Dokumentausschnitt
2. Der Beweis des ersten Anscheins für eine Täuschungshandlung dieser Art ist erbracht, wenn Arbeiten eine Vielzahl von Übereinstimmungen in den für die Bewertung wesentlichen Teilen aufweisen.

Tatbestand:

Der Kläger wendet sich gegen die Bewertung einer Hausarbeit mit der Note „nicht ausreichend“ wegen eines Täuschungsversuchs.

Der Kläger studierte bei der Beklagten im Bachelor-Studiengang „Recht, Finanzmanagement und Steuern“ und schloss das Studium im Herbst 2012 mit der Note 1,7 ab. Im Rahmen des Moduls F08 Schuldrecht/Sachenrecht im 4. Semester erstellte er über mehrere Wochen eine Hausarbeit und gab diese am 16.02.2011 bei der Beklagten ab. Prüfer dieser Modulteilprüfungsleistung waren F. und Frau G.. Ein Bekannter des Klägers, Herr H., der Kläger des Parallelverfahrens 6 A 257/12, bearbeitete - wie zahlreiche andere Studenten des Studiengangs - dieselbe Hausarbeit. Unter dem 03.05.2011 teilte F. dem Kläger und Herrn I. per E-Mail mit, dass eine separate Bewertung ihrer Arbeiten ergeben habe, dass die Prüfung bestanden sei. Er beabsichtigte jedoch, wegen eines für ihn erkennbaren Täuschungsversuchs in Abstimmung mit Frau G. ihre Arbeiten mit „nicht bestanden - 5,0 -“ zu bewerten. Er verwies auf eine weitgehende Übereinstimmung der Ausführungen und Zitierweisen sowie die Identität ungewöhnlicher Konstruktionen und fehlerhafter Ausführungen und erläuterte diese. Außerdem gab er Gelegenheit, die Vorwürfe zu entkräften.

Eingabedaten
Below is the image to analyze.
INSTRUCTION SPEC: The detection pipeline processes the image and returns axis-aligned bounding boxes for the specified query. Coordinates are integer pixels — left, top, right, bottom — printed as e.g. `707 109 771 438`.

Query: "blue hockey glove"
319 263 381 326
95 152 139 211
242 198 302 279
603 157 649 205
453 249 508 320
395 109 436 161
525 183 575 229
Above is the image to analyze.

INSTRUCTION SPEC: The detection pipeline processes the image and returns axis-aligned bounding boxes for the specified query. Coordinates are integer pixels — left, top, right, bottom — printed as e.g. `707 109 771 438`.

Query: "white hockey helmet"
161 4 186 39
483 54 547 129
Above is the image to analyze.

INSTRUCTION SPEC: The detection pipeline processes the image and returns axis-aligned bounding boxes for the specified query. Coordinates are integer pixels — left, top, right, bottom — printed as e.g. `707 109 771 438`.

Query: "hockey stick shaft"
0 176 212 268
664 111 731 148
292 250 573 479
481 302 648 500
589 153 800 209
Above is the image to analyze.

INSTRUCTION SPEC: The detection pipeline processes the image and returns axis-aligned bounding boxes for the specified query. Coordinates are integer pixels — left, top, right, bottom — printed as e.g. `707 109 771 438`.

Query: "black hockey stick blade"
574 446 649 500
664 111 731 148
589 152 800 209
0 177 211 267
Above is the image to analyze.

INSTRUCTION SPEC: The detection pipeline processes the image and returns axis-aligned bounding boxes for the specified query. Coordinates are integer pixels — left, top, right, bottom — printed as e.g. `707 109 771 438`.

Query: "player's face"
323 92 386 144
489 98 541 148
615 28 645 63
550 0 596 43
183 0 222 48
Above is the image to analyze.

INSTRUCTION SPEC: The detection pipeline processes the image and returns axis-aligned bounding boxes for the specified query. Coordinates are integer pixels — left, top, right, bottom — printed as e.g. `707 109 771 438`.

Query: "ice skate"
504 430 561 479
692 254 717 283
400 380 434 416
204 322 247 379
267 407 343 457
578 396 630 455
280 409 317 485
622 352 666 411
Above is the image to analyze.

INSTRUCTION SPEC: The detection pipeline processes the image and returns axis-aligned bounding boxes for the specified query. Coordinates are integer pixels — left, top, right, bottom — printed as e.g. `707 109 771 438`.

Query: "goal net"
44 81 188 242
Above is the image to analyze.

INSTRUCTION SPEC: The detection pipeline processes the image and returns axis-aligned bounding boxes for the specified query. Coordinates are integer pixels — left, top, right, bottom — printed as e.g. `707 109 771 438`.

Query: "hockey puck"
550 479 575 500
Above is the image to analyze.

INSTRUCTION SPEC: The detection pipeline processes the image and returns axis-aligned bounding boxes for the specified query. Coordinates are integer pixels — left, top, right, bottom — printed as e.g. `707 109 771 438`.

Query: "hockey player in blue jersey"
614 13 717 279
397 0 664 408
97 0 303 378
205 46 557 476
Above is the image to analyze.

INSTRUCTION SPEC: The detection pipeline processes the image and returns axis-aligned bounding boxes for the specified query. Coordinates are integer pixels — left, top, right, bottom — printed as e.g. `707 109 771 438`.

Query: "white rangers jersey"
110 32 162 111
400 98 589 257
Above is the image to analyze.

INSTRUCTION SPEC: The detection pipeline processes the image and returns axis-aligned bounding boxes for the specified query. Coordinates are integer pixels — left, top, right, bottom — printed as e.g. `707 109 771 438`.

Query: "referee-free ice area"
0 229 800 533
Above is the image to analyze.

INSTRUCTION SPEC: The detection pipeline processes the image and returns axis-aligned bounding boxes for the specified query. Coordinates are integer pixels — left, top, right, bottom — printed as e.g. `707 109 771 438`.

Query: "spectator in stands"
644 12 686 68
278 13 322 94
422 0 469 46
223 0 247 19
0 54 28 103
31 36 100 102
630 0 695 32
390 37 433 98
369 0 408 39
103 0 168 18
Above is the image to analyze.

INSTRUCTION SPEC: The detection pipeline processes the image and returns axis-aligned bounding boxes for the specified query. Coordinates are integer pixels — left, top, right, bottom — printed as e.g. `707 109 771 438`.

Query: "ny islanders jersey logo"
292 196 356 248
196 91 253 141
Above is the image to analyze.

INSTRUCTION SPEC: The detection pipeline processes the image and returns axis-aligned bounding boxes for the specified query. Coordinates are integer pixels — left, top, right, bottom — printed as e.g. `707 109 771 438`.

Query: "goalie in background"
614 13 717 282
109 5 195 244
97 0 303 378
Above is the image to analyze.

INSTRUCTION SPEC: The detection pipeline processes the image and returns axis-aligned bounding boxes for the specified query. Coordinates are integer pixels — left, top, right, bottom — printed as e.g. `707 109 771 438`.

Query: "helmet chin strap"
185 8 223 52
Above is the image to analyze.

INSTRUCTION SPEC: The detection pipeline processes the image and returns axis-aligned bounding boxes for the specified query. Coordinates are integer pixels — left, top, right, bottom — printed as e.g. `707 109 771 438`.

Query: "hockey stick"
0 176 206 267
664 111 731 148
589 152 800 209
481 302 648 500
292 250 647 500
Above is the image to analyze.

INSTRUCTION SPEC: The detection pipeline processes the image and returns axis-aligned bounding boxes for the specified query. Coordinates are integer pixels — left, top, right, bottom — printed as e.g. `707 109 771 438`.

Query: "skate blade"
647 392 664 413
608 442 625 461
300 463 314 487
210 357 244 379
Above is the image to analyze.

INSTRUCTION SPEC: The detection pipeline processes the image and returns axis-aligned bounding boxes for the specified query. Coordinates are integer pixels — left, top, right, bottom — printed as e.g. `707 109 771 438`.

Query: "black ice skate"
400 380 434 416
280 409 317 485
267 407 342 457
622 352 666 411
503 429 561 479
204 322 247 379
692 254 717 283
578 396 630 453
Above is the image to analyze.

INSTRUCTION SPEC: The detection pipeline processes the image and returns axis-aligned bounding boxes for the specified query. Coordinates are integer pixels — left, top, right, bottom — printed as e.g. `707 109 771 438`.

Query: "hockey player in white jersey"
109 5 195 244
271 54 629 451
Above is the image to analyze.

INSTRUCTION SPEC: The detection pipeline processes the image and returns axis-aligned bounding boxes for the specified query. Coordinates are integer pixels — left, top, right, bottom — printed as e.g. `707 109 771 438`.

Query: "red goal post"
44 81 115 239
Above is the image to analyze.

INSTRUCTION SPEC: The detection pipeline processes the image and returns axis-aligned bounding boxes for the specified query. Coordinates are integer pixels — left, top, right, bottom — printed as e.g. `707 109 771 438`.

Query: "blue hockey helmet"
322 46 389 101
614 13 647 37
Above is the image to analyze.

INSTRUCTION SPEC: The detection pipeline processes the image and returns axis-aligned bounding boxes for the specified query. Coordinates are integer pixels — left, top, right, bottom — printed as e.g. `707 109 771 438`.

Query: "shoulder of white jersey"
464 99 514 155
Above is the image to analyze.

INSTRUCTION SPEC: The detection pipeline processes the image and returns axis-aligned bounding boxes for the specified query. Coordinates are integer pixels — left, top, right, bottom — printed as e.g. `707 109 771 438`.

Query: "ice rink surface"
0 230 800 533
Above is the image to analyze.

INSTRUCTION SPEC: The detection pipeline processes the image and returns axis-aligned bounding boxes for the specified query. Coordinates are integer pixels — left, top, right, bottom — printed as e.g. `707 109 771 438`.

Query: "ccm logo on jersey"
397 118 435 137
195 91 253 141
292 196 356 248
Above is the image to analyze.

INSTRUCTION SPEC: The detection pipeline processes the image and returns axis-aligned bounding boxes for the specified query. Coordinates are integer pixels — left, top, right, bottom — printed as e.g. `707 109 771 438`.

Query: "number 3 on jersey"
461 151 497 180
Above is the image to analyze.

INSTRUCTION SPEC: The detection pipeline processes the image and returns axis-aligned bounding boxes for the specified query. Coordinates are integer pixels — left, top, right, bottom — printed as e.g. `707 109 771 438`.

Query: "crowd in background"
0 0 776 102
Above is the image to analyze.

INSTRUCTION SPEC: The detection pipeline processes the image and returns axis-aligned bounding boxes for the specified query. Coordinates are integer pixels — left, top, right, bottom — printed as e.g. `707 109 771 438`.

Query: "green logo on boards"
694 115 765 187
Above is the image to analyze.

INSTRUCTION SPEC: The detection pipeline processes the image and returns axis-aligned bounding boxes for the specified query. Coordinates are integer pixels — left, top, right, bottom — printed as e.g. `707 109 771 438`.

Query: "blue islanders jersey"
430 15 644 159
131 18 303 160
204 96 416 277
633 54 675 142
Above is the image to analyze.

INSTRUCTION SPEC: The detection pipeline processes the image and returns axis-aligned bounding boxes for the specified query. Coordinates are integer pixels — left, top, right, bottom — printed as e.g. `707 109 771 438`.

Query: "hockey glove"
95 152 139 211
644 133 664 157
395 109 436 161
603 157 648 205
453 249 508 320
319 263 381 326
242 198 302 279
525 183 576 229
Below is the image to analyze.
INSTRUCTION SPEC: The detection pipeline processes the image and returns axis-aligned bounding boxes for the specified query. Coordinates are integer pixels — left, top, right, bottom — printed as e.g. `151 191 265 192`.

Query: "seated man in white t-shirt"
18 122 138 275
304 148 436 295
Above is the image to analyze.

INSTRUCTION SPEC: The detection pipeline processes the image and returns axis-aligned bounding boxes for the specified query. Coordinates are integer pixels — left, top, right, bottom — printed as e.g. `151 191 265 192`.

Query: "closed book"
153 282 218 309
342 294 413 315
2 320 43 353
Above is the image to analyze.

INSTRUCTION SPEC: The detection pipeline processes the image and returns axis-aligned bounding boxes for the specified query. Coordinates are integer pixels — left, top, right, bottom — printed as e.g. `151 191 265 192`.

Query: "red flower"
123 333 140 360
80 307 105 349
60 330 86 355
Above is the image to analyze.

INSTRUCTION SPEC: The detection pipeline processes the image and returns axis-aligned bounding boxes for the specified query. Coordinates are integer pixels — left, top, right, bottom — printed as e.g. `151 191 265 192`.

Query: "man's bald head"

Aufgabe 1
Wähle alle Zeilen aus, in denen das Wort „stick“ vorkommt, und gib sie unverändert wieder.
Aufgabe 2
Bitte setze den Text über den Täuschungsvorwurf gegen die Hausarbeit des Klägers im Anschluss an seinen letzten Satz fort.

Schriftliche Antwort 1
Query: "hockey stick shaft"
Query: "black hockey stick blade"
Query: "hockey stick"

Schriftliche Antwort 2
Noch am selben Tag wandten sich der Kläger und Herr I. gegen den Vorwurf eines Täuschungsversuchs und vertraten die Ansicht, dass eine periphere, gemeinsame Literaturrecherche und fachliche Diskussion den Bestimmungen der einschlägigen Prüfungsordnung entspreche. Dies sei bei den Studierenden gängige Praxis und werde von einer Großzahl von Lehrenden ausdrücklich empfohlen. Dass dabei gewisse, jedoch geringfügige Gemeinsamkeiten im Rahmen der Hausarbeiten auftreten könnten, ergebe sich zwangsläufig. Es sei nach dem Grundsatz „in dubio pro reo“ zu verfahren. Im Folgenden stellte der Kläger einen Befangenheitsantrag gegen F. und den Vorsitzenden des Prüfungsausschusses der Fakultät Recht, Herrn J.. Am 07.05.2011 wurde die Note „nicht ausreichend“ über die elektronische Prüfungsverwaltung der Beklagten bekanntgegeben. Gegen die Bewertung erhob der Kläger (ebenso wie Herr I.) am 18.05.2011 Widerspruch und trug zur Begründung ergänzend vor, die Bekanntgabe der Note 5 in der elektronischen Prüfungsverwaltung ohne eine Reaktion auf seine Exkulpation vom 03.05.2011 sei offensichtlich rechtswidrig und verstoße gegen die geltende Unschuldsvermutung. Ihm stehe eine vollumfängliche transparente und schriftliche Begründung des Zustandekommens der Note, auch im Hinblick auf den unterbreiteten Täuschungsvorwurf, zu.

In seiner Sitzung am 05.07.2011 lehnte der Prüfungsausschuss die Befangenheitsanträge ab. Außerdem wurde eine erneute Überprüfung der Hausarbeit durch F. und Frau G. befürwortet und die Einholung einer ergänzenden Stellungnahme durch den neutralen Prüfer K. angeregt.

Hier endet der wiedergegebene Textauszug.